Excerpt
'''

Enhancing and Augmenting Datasets

Enhancing and Augmenting Datasets#

Provides functions for augmenting and enhancing the lyDATA tables.

This module does the heavy lifting of inferring the most likely true involvment based on several - possibly conflicting - diagnoses and their sensitivities and specificities. It also resolves the sub- and super-level involvement information, e.g. if a sublevel is involved, the superlevel is also involved, and vice-versa.

All this is achieved in the combine_and_augment_levels() function, which is also used by the combine(), augment(), and enhance() methods of the LyDataAccessor class.

lydata.augmentor.combine_and_augment_levels(diagnoses: Sequence[DataFrame], specificities: Sequence[float], sensitivities: Sequence[float], method: Literal['max_llh', 'rank'] = 'max_llh', sides: Sequence[Literal['ipsi', 'contra']] | None = None, subdivisions: Mapping[str, Sequence[str]] | None = None) DataFrame[source]#

Combine diagnoses and add sub-/superlevel involvement info.

Different diagnostic modalities may conflict with each other, e.g. on MRI an LNL may look metastatic, while FNA finds no malignancy. This function combines available diagnoses based on their sensitivities and specificities into a sort of consensus. When choosing the method="max_llh", the most likely/ probable diagnosis is chosen. If method="rank", the single most trustworthy diagnosis is kept.

'''

Dataset entries
'''

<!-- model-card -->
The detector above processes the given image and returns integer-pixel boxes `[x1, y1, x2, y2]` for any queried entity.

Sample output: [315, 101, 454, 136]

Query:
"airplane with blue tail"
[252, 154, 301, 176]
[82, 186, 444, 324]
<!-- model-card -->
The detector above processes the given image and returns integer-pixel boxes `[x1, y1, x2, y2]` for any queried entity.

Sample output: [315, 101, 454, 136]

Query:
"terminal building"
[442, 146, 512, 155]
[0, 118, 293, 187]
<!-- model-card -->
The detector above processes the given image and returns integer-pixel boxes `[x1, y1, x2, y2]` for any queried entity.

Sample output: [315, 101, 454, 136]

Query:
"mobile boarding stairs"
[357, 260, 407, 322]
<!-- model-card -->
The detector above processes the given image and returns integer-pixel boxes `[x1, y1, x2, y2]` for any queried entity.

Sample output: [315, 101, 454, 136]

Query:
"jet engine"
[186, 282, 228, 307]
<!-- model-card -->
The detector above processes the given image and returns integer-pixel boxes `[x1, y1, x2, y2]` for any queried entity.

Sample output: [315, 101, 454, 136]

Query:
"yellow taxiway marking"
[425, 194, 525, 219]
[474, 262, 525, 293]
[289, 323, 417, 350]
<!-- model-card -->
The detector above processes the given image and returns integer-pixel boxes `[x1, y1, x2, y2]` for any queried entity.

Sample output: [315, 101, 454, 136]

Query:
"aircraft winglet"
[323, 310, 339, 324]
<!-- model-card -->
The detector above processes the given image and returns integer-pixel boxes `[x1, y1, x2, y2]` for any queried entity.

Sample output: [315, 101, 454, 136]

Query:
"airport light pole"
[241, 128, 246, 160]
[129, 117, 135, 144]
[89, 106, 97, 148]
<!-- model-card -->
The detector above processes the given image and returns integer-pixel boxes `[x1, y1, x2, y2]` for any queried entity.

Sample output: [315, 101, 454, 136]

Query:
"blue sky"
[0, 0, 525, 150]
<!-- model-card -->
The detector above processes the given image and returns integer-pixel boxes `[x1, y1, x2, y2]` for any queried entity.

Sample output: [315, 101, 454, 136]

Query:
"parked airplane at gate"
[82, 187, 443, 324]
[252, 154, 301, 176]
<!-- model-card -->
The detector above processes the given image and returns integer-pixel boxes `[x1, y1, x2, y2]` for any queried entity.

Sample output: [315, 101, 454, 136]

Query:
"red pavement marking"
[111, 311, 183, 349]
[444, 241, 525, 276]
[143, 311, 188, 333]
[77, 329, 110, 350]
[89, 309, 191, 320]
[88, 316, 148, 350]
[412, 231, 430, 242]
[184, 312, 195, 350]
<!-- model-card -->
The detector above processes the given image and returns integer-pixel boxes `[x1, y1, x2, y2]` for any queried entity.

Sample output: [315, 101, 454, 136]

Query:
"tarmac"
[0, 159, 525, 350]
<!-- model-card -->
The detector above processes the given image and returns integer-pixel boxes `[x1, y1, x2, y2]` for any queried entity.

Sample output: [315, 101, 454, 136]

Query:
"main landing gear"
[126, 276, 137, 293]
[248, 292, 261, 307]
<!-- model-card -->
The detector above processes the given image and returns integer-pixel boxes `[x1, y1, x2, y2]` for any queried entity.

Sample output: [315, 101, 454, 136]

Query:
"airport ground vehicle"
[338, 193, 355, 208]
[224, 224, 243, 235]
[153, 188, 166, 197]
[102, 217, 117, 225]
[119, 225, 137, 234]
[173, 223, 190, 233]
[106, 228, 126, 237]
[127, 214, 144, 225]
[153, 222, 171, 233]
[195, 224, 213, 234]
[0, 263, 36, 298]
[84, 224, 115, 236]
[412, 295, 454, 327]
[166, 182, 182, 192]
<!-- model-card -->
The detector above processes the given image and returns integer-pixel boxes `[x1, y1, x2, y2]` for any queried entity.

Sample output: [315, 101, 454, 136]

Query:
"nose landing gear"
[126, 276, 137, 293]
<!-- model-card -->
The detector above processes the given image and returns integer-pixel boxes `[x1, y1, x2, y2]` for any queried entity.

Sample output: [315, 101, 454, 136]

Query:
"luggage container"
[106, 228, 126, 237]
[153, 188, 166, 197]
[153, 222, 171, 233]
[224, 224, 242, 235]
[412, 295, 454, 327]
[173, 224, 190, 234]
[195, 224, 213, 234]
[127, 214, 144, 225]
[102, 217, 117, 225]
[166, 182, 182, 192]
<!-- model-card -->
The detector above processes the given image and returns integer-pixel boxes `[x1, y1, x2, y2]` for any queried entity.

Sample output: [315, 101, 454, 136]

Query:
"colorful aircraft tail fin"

'''

Your instructions
Please write out the passage of the dataset-augmentation text from "Enhancing and Augmenting Datasets#" up to and including "the LyDataAccessor class.", word for word.

Answer to this task
Enhancing and Augmenting Datasets#

Provides functions for augmenting and enhancing the lyDATA tables.

This module does the heavy lifting of inferring the most likely true involvment based on several - possibly conflicting - diagnoses and their sensitivities and specificities. It also resolves the sub- and super-level involvement information, e.g. if a sublevel is involved, the superlevel is also involved, and vice-versa.

All this is achieved in the combine_and_augment_levels() function, which is also used by the combine(), augment(), and enhance() methods of the LyDataAccessor class.